Dataset entries

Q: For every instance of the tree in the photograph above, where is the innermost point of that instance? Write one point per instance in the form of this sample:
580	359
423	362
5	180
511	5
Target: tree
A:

* * *

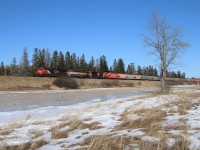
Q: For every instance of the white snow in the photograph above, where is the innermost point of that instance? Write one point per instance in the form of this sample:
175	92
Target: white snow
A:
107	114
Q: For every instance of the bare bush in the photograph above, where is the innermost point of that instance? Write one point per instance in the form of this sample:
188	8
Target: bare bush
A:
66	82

* Directions: Search the entries for the string "snow" and return each line where it turns up.

* Response below:
Q: For every instance of the white snow in the photograph above, where is the innermost point of that instance? Write one point per instance in the form of this sample:
Target: white snow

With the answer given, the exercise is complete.